## start DATA SECTION
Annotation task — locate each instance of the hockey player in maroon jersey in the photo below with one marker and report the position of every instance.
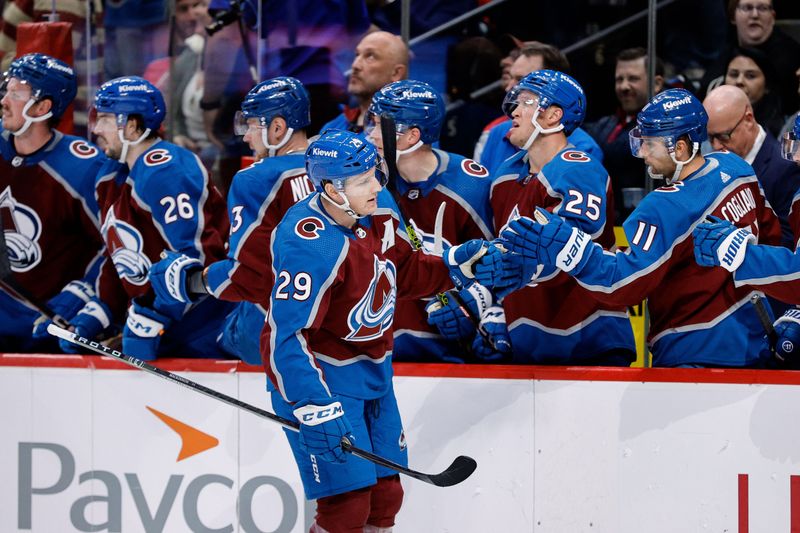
(341, 259)
(273, 119)
(156, 196)
(47, 205)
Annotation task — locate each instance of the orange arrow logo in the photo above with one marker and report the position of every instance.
(193, 441)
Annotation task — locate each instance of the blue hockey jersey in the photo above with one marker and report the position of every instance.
(698, 315)
(330, 321)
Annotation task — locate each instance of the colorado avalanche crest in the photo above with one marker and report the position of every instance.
(373, 314)
(22, 228)
(126, 244)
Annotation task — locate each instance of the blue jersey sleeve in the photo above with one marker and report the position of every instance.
(304, 271)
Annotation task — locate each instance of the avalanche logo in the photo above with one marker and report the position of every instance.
(373, 314)
(22, 228)
(125, 244)
(82, 150)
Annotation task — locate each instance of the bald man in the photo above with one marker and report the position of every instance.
(381, 58)
(733, 127)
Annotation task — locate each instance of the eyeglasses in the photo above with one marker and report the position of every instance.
(725, 136)
(760, 8)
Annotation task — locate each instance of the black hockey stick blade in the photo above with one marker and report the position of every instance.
(457, 472)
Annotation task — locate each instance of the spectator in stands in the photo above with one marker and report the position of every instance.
(750, 70)
(494, 146)
(381, 58)
(611, 132)
(755, 28)
(733, 126)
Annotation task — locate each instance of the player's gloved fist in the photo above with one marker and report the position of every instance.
(64, 304)
(787, 343)
(449, 318)
(720, 243)
(475, 259)
(322, 427)
(88, 323)
(548, 241)
(493, 344)
(170, 278)
(143, 329)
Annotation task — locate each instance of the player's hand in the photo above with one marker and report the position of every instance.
(88, 323)
(141, 336)
(549, 242)
(322, 427)
(450, 318)
(787, 343)
(720, 243)
(64, 304)
(170, 278)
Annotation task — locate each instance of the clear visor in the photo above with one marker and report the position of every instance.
(517, 97)
(372, 124)
(641, 145)
(790, 147)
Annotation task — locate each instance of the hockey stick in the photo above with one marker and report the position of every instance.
(10, 286)
(461, 468)
(766, 323)
(389, 140)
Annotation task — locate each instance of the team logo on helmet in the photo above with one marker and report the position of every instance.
(126, 244)
(473, 168)
(159, 156)
(22, 228)
(308, 228)
(83, 150)
(373, 314)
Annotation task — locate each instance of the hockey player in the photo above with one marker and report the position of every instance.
(772, 269)
(341, 258)
(158, 197)
(442, 194)
(544, 108)
(273, 119)
(47, 205)
(698, 317)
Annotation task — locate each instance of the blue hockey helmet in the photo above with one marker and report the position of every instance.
(672, 114)
(131, 95)
(48, 77)
(338, 155)
(412, 104)
(790, 142)
(553, 88)
(283, 97)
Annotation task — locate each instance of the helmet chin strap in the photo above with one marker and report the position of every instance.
(408, 150)
(29, 119)
(537, 129)
(126, 143)
(273, 148)
(678, 165)
(345, 206)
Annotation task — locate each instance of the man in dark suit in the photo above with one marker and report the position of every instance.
(732, 127)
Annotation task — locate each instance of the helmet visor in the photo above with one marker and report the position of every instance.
(790, 147)
(641, 145)
(519, 96)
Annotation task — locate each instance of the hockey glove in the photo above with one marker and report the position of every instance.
(720, 243)
(493, 344)
(88, 323)
(142, 334)
(475, 259)
(449, 318)
(787, 343)
(170, 278)
(552, 241)
(322, 427)
(64, 304)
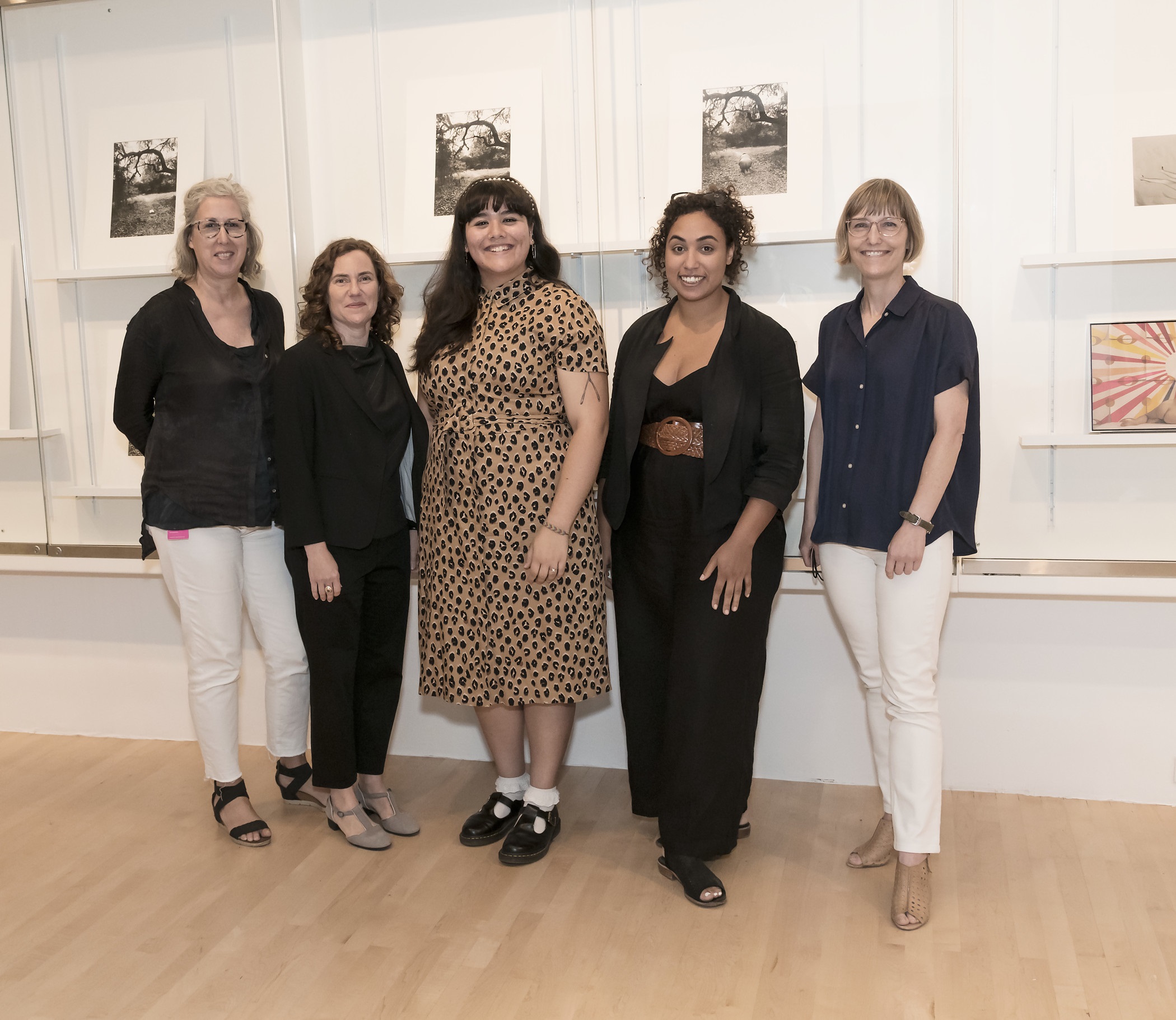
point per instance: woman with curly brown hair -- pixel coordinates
(351, 446)
(704, 449)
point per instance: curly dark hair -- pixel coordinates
(724, 206)
(314, 317)
(451, 297)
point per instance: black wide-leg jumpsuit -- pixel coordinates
(689, 676)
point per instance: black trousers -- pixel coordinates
(356, 650)
(690, 681)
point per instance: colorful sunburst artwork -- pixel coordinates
(1133, 376)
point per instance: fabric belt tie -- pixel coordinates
(673, 437)
(468, 423)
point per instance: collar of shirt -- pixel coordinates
(900, 305)
(512, 290)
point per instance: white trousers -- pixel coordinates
(208, 576)
(893, 626)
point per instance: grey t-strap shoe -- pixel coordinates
(372, 838)
(399, 823)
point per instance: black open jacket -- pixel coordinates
(753, 411)
(331, 450)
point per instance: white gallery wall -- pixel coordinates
(984, 112)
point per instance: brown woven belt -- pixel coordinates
(673, 437)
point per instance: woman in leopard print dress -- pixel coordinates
(514, 379)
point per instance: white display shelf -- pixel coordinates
(110, 273)
(95, 492)
(1124, 438)
(1098, 258)
(636, 248)
(27, 433)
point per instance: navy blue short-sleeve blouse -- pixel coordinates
(878, 412)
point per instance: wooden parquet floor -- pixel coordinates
(120, 899)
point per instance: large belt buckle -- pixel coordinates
(673, 436)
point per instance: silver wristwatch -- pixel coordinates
(916, 520)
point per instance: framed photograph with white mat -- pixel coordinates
(460, 128)
(754, 122)
(1124, 171)
(142, 160)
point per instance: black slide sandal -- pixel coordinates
(222, 795)
(696, 877)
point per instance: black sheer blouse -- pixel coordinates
(202, 412)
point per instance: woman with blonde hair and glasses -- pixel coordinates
(897, 436)
(194, 395)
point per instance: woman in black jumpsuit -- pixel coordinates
(704, 451)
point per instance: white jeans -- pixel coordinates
(208, 575)
(893, 626)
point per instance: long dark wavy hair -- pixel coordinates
(722, 205)
(451, 297)
(314, 317)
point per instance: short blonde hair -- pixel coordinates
(881, 197)
(217, 189)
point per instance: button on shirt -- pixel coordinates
(878, 412)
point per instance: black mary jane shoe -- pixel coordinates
(293, 795)
(696, 878)
(525, 845)
(484, 827)
(222, 795)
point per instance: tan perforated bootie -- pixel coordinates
(912, 895)
(878, 850)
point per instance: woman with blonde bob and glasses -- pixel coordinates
(194, 394)
(897, 436)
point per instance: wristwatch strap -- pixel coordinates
(916, 520)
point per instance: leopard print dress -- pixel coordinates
(500, 436)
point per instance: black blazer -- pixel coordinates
(331, 453)
(753, 409)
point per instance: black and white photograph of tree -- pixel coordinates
(745, 138)
(143, 203)
(1154, 165)
(471, 144)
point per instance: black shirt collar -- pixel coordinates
(900, 305)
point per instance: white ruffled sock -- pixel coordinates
(545, 799)
(515, 789)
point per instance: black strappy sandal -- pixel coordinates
(696, 878)
(293, 795)
(222, 795)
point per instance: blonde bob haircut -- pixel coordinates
(881, 197)
(217, 189)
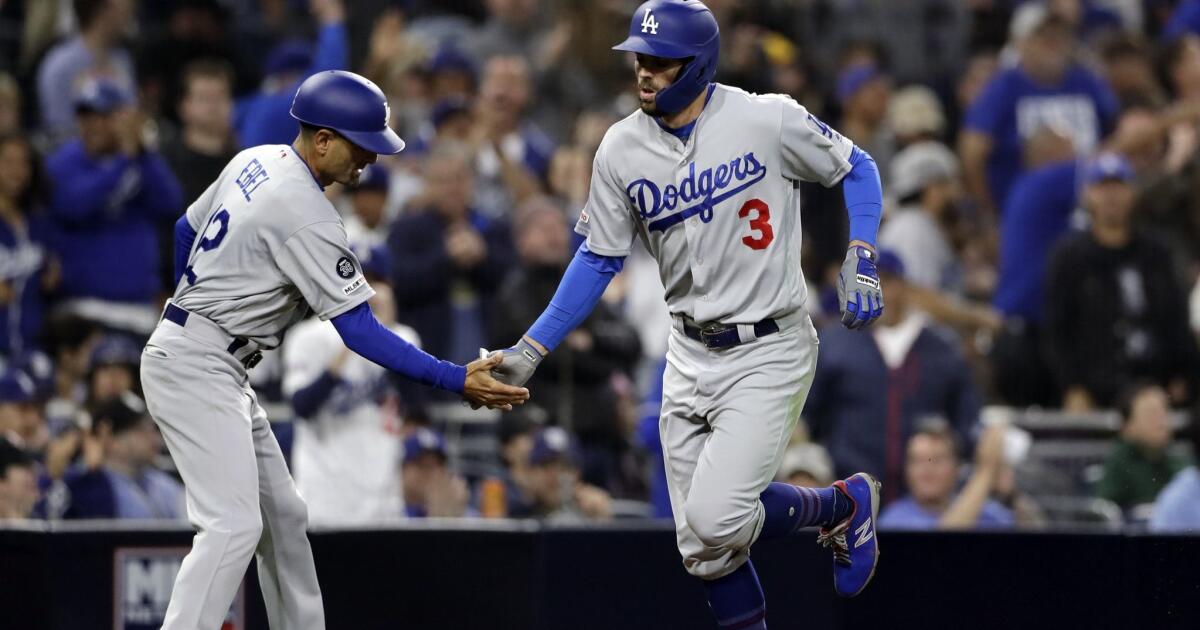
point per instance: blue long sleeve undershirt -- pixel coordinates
(185, 237)
(366, 336)
(586, 279)
(864, 197)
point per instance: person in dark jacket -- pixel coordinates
(918, 369)
(448, 262)
(582, 383)
(109, 193)
(1115, 309)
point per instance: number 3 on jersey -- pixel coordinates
(760, 223)
(207, 243)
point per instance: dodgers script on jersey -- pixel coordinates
(268, 241)
(720, 213)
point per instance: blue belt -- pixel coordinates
(726, 336)
(179, 316)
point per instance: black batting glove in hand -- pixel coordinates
(858, 289)
(519, 365)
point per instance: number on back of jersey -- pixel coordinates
(649, 23)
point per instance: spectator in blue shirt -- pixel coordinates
(933, 468)
(430, 487)
(117, 478)
(263, 118)
(1044, 89)
(28, 270)
(111, 193)
(94, 53)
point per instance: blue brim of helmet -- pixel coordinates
(384, 142)
(655, 48)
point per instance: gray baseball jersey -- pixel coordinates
(720, 213)
(268, 243)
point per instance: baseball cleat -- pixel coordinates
(856, 549)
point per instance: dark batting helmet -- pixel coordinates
(677, 29)
(349, 105)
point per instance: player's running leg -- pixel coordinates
(196, 399)
(286, 569)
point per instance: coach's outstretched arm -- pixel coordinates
(582, 285)
(365, 335)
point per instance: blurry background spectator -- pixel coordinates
(431, 490)
(111, 198)
(18, 483)
(449, 261)
(348, 420)
(1113, 300)
(871, 391)
(117, 478)
(1140, 465)
(97, 52)
(934, 499)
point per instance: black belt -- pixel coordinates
(179, 316)
(726, 336)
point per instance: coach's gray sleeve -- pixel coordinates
(319, 262)
(606, 221)
(811, 150)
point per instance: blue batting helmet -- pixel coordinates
(349, 105)
(677, 29)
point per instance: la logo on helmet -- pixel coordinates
(649, 23)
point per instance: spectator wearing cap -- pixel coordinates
(448, 259)
(583, 378)
(117, 478)
(916, 115)
(96, 52)
(111, 195)
(864, 93)
(556, 492)
(28, 269)
(1044, 89)
(263, 117)
(1177, 507)
(21, 419)
(1140, 463)
(511, 153)
(113, 367)
(807, 465)
(431, 489)
(917, 366)
(928, 189)
(348, 417)
(1115, 311)
(18, 483)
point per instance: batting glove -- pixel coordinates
(858, 289)
(519, 365)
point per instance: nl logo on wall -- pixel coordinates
(143, 579)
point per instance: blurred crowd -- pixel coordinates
(1039, 249)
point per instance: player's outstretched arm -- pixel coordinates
(582, 285)
(366, 336)
(859, 294)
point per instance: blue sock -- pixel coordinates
(737, 600)
(789, 508)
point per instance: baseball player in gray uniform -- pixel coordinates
(706, 177)
(257, 250)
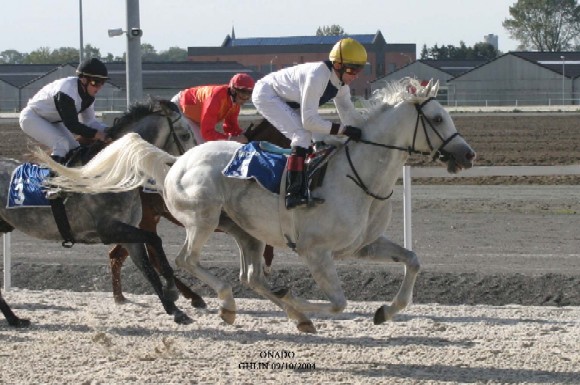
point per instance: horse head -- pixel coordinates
(429, 129)
(159, 122)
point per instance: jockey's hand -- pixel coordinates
(100, 135)
(354, 133)
(239, 138)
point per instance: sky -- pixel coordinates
(27, 25)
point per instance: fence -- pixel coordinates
(407, 174)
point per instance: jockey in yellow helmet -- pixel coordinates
(290, 98)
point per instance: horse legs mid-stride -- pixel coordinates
(13, 319)
(153, 208)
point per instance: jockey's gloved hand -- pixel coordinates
(354, 133)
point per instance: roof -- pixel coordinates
(296, 40)
(178, 75)
(453, 67)
(569, 62)
(21, 74)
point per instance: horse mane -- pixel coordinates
(138, 111)
(395, 92)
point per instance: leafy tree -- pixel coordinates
(480, 51)
(544, 25)
(330, 30)
(11, 56)
(39, 56)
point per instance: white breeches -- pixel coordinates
(193, 125)
(281, 115)
(54, 135)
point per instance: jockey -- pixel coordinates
(290, 98)
(206, 106)
(65, 107)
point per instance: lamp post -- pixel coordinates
(133, 65)
(563, 75)
(81, 53)
(271, 63)
(407, 56)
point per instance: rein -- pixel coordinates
(172, 130)
(434, 153)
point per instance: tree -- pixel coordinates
(330, 30)
(11, 56)
(480, 51)
(544, 25)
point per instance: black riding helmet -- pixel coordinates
## end DATA SECTION
= GOAL OF THE EXERCISE =
Could you reproduce the data word for word, from the line with "point per instance: blue batting" to the line with "(1039, 249)", including both of those lines?

= WRITTEN SOLUTION =
point per instance: blue batting helmet -- pixel coordinates
(349, 105)
(677, 29)
point per instance: la logo on helmet -- pixel coordinates
(649, 23)
point per instance: spectator wearing cap -- pixel coordinates
(448, 259)
(583, 378)
(117, 478)
(916, 115)
(96, 52)
(111, 195)
(864, 93)
(556, 492)
(28, 269)
(1044, 89)
(263, 117)
(1177, 507)
(21, 419)
(1140, 463)
(511, 153)
(113, 367)
(807, 465)
(431, 489)
(917, 366)
(928, 189)
(348, 417)
(1115, 311)
(18, 483)
point per instance: batting glove -- pixel coordinates
(858, 289)
(519, 365)
point per instance: nl logo on wall -- pixel coordinates
(143, 579)
point per instance: blurred crowd -- pixel coordinates
(1039, 249)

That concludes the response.